* start *

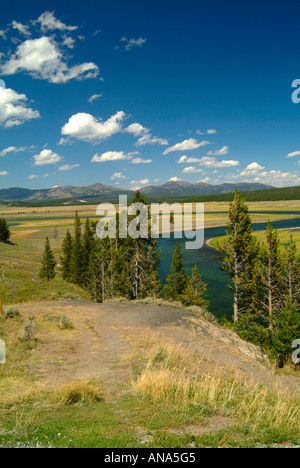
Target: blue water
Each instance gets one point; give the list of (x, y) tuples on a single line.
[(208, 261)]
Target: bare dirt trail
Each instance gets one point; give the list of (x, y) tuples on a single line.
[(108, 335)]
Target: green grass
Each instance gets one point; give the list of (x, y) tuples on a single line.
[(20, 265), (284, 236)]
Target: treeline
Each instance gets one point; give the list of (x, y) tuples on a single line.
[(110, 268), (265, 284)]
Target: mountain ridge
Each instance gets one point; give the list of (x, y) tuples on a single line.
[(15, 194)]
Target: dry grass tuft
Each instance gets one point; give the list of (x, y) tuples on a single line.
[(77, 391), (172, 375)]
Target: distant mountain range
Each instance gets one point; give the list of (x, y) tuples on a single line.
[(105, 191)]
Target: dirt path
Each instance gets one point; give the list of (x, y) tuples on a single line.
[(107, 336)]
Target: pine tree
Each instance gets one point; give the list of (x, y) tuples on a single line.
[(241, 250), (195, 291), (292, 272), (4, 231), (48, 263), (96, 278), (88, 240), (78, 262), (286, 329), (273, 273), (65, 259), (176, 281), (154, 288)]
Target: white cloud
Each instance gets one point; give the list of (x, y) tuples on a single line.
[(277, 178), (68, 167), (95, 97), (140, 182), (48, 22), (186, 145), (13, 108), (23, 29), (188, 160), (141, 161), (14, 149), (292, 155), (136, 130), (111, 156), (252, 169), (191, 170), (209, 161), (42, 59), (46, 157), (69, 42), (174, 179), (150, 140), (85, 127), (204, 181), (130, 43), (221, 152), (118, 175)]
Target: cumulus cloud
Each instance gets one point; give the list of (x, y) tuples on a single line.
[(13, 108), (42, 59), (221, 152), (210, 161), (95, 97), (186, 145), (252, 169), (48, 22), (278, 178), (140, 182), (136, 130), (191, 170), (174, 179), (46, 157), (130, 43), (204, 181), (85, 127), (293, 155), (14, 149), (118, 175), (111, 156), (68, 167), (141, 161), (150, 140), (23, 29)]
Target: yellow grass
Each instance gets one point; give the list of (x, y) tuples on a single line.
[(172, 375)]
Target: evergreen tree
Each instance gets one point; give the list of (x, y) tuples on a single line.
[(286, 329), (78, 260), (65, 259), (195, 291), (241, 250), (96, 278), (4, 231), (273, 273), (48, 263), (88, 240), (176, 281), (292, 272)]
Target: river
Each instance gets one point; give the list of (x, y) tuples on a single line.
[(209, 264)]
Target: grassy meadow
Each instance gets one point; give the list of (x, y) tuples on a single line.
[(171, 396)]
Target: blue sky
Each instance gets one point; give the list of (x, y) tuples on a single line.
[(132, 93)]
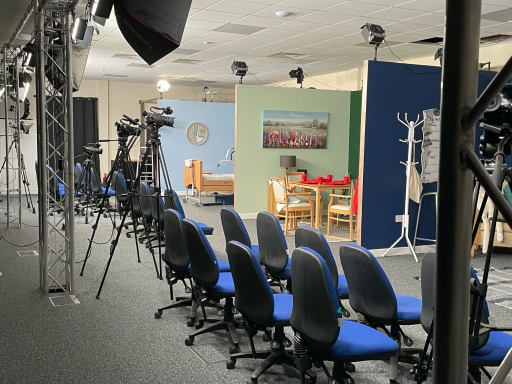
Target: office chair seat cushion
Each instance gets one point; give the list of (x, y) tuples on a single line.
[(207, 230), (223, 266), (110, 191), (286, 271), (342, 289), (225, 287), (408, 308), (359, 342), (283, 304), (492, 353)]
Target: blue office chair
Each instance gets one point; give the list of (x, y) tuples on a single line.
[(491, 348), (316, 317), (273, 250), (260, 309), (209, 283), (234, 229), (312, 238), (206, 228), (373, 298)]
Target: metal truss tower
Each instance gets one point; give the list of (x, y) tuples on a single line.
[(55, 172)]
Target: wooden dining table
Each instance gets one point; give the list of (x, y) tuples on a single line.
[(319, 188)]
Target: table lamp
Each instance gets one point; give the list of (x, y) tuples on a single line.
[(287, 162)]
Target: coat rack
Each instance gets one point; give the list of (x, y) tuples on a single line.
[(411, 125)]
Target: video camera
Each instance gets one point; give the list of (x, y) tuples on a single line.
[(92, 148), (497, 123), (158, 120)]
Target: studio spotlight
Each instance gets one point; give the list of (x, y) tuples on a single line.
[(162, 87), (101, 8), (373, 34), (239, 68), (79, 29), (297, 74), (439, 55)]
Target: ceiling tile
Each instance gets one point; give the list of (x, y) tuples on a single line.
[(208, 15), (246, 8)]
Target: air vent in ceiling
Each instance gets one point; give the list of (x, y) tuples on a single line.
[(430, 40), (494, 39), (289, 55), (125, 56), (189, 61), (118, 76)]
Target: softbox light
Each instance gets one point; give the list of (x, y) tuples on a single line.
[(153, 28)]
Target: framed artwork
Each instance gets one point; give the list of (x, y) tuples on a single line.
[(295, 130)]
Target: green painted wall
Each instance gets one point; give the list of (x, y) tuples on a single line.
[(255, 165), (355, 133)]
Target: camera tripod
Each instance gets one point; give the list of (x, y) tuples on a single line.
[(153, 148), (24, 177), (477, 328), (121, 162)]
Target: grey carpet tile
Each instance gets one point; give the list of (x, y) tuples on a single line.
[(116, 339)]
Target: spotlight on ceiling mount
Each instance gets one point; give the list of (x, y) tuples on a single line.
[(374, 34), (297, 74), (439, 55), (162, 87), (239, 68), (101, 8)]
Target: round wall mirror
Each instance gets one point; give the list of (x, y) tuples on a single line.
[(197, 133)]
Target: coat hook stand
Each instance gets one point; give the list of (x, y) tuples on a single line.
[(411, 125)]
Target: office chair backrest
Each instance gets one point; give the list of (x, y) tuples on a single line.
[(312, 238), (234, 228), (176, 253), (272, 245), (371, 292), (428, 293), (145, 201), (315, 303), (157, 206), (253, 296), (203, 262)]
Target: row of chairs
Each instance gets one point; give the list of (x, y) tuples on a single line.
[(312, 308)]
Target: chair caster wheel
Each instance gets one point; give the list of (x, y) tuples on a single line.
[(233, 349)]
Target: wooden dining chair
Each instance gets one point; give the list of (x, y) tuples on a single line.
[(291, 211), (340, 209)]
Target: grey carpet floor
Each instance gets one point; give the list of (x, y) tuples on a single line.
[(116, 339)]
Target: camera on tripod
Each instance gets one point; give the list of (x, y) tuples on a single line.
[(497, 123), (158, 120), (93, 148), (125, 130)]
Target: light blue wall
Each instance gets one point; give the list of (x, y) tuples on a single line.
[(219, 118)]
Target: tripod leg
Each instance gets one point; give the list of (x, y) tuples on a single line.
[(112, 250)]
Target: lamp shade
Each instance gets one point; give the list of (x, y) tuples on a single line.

* end *
* start *

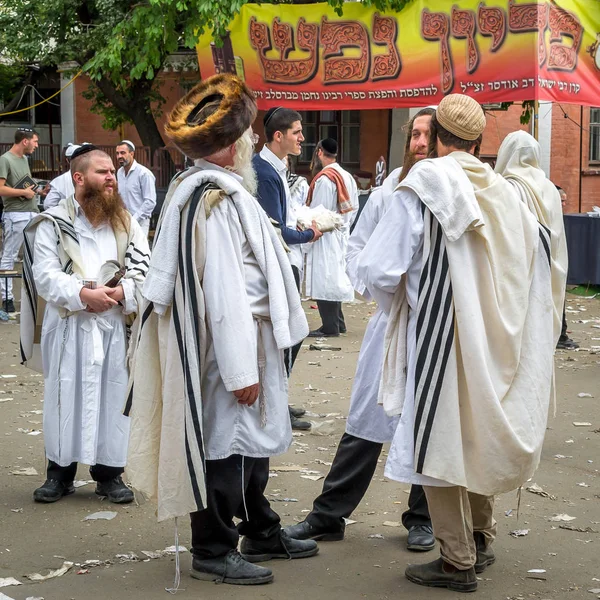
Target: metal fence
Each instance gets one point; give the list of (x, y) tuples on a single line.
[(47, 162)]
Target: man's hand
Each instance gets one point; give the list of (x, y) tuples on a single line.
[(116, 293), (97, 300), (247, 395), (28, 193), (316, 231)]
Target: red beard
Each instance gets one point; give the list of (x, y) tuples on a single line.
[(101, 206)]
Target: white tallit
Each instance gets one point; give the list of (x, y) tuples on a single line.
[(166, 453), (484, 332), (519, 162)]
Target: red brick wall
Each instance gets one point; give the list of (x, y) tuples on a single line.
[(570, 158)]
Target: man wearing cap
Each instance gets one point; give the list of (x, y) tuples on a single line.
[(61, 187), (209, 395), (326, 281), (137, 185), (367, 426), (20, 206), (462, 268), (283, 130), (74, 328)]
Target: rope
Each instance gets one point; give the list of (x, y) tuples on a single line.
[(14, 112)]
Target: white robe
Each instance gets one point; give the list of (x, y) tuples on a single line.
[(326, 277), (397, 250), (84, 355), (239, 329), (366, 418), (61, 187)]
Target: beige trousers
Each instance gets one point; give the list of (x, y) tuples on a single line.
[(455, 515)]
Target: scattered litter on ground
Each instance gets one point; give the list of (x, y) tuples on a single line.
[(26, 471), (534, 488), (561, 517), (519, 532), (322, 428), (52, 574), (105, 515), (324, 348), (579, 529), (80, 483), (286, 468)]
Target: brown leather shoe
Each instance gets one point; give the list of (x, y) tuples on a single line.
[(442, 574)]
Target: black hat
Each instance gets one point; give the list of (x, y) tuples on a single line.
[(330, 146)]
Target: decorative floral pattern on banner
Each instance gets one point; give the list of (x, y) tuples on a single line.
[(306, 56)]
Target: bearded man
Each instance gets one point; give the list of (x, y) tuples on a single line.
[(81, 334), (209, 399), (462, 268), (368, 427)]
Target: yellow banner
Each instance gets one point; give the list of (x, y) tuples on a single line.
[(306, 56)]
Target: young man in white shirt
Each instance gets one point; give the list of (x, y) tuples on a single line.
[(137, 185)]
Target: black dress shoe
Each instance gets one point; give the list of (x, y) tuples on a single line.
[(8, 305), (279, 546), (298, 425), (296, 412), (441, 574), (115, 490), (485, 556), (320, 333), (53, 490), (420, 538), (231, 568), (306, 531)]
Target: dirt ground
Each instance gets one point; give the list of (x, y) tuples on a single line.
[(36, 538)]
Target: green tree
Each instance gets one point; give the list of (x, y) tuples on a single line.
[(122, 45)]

* end *

Rewrite the data from the line containing "Target: treeline" through the line containing "152), (118, 175)]", swapping "pine tree" for "fir tree" and keeping everything else the same.

Target: treeline
Each instance gets one point; give the list of (x, y) tuples on a single line.
[(110, 268), (265, 284)]
Target: mountain ridge
Each instance gets one point; give the list of (x, y) tuples on a single line.
[(15, 194)]
Target: dry grass tuft
Each instance gets one point; give the list of (x, y) tuples on a single line.
[(77, 391), (172, 375)]
Target: distant mountain range
Each instance gets one point; give the list of (x, y) tuples on a single line.
[(105, 191)]
Target: dirt path
Each instance gets one point; give the list of (x, y) tuples on a single line.
[(107, 336)]
Target: fir tree
Each instance gets one point; give the list of (x, y) tuples on a single line.
[(241, 250), (195, 291), (292, 272), (4, 231), (48, 263), (96, 278), (88, 240), (78, 262), (286, 329), (273, 273), (65, 259), (176, 281), (154, 288)]
Target: white cloud
Each instance gets one point; give the list of (x, y) tuples on a single line.
[(277, 178), (68, 167), (95, 97), (140, 182), (48, 22), (186, 145), (13, 108), (23, 29), (188, 160), (141, 161), (14, 149), (292, 155), (136, 130), (111, 156), (252, 169), (191, 170), (209, 161), (42, 59), (46, 157), (69, 42), (174, 179), (150, 140), (85, 127), (204, 181), (130, 43), (221, 152), (118, 175)]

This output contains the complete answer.